REQUIREMENT 1:
Answer these questions using the men's health article:
(a) On what date does International Men's Health Week fall?
(b) Which cancer is named as the second most common in both men and women?
(c) What phone number is given for BeyondBlue?
REQUIREMENT 2: Return, word for word, the portion of the men's health article that begins at the words "- Prostate cancer" and stops after "1300 22 4636.".

SOURCE DOCUMENT:
--------------------
It’s International Men’s Health Week on the 14th of June and the goal is to increase awareness of male health issues. But why focus on the health of men?
Well, compared to women, men visit the doctor less frequently, have shorter appointments, and only attend when their illness is in its later stages. Men who are reluctant to see their doctor are missing out on regular health check-ups including those for skin cancer, cardiovascular disease, bowel cancer, diabetes and bone density.
Prevention is key
Regular check-ups can save lives because they give doctors a chance to pick up the early warning signs of illness and recommend lifestyle changes, screening or medication that may prevent an illness from developing or getting worse.
A great place to start is with a workplace Healthy Heart or Skin Cancer check. This can open the door to get men to understand their risk of heart disease or chance of skin cancer and to visit their GP for followup. Workplace Mental Health training is also an excellent tool to encourage conversation about men’s mental health.
Healthy checklist for men
Neither high cholesterol nor high blood pressure typically have any warning signs, which makes it critical to have regular checks to reduce your risk of developing heart attack and stroke.
Always make an appointment to see your doctor if you notice any unusual changes.
- Prostate cancer is the most common cancer diagnosed in men and the most common cause of cancer death in men but it can usually be cured if treated in its early stages.
- Bowel cancer is the second most common cancer in both men and women. The risk increases with age but early detection greatly improves the chances of successful treatment.
Men are more reluctant than women to talk to or see someone about a mental health problem, yet statistically, men are more likely to die from suicide. Research shows that support programs can make a huge difference to men. If you’ve been feeling more angry and irritable than usual, or lost interest in activities you usually enjoy, speak to your GP, or call a mental health service such as BeyondBlue on 1300 22 4636.
--------------------
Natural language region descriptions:
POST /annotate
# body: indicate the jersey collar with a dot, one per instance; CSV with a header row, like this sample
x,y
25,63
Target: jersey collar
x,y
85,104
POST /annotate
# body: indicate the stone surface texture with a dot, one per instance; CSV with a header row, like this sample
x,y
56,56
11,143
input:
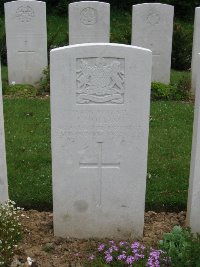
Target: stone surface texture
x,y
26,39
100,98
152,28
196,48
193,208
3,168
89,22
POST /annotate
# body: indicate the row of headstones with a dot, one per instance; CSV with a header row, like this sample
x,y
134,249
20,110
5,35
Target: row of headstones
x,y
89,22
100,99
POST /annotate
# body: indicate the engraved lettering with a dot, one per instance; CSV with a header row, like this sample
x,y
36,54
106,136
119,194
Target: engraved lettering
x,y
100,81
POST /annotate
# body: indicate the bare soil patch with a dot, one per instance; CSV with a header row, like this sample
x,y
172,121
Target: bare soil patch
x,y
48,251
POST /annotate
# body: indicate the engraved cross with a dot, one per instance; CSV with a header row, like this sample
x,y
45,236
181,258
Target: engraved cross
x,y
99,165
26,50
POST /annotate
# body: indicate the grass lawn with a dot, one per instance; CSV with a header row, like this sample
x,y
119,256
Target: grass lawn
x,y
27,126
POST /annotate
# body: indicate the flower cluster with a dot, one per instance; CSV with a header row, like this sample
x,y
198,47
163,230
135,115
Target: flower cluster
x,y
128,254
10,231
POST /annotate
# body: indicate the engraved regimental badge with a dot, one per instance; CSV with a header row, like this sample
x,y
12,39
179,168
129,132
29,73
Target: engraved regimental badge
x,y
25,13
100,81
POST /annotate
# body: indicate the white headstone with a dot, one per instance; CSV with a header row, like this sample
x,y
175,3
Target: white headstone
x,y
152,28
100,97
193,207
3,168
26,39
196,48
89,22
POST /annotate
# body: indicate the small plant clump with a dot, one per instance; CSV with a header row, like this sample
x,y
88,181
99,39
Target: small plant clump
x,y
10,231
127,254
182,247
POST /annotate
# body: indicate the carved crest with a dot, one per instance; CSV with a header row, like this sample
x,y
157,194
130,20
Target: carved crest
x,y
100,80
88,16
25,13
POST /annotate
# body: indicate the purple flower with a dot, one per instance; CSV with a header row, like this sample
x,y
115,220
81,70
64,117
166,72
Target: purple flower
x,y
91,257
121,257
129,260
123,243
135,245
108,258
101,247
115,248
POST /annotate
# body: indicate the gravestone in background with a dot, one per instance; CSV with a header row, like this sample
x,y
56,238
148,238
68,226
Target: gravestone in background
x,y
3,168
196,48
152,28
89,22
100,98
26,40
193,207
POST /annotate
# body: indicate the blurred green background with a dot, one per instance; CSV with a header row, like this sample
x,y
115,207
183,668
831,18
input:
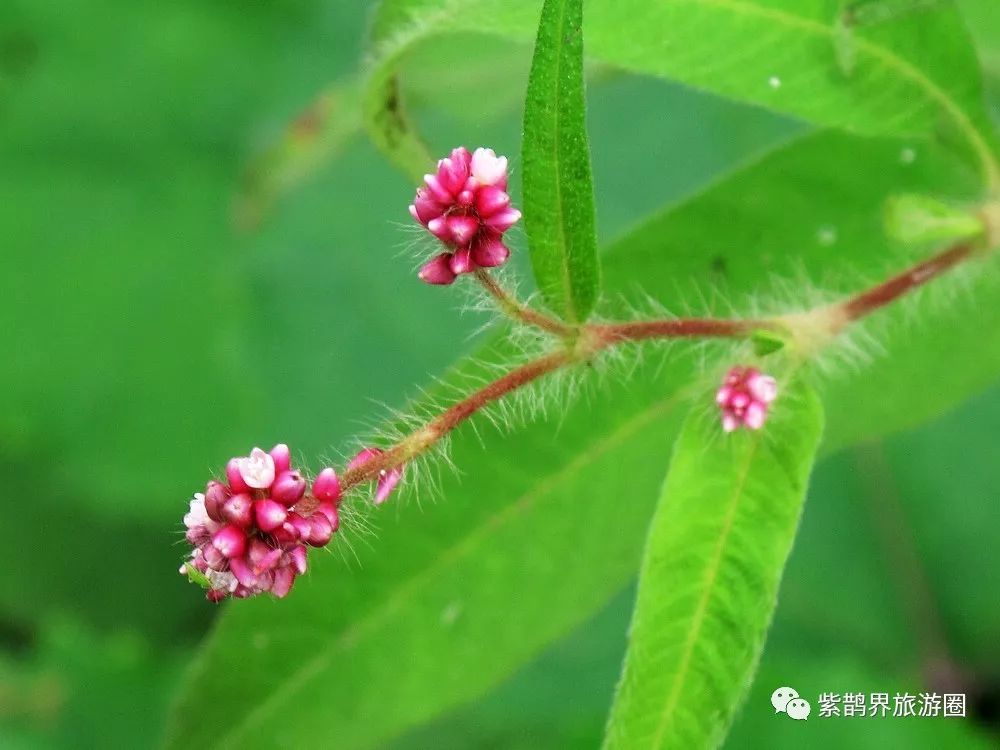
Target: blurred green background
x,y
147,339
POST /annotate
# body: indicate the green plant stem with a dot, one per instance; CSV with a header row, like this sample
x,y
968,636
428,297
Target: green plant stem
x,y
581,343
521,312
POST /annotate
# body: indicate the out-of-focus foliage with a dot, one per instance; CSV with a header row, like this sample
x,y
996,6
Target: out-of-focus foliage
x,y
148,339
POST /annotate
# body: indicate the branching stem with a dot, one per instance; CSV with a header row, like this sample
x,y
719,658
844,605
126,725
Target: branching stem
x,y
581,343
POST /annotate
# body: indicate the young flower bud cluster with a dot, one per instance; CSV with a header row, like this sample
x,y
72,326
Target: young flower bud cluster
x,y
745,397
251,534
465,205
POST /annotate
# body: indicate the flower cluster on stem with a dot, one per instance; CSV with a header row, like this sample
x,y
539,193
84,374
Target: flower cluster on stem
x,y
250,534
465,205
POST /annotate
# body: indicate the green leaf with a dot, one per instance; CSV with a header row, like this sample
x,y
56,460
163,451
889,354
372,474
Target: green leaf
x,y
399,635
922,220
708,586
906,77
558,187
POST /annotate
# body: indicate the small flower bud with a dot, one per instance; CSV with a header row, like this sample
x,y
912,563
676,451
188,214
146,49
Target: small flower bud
--------------------
YOUR RESPONSE 1:
(a) The 14th of June.
(b) Bowel cancer.
(c) 1300 22 4636.

YOUR RESPONSE 2:
- Prostate cancer is the most common cancer diagnosed in men and the most common cause of cancer death in men but it can usually be cured if treated in its early stages.
- Bowel cancer is the second most common cancer in both men and women. The risk increases with age but early detection greatly improves the chances of successful treatment.
Men are more reluctant than women to talk to or see someone about a mental health problem, yet statistically, men are more likely to die from suicide. Research shows that support programs can make a huge difference to men. If you’ve been feeling more angry and irritable than usual, or lost interest in activities you usually enjoy, speak to your GP, or call a mental health service such as BeyondBlue on 1300 22 4636.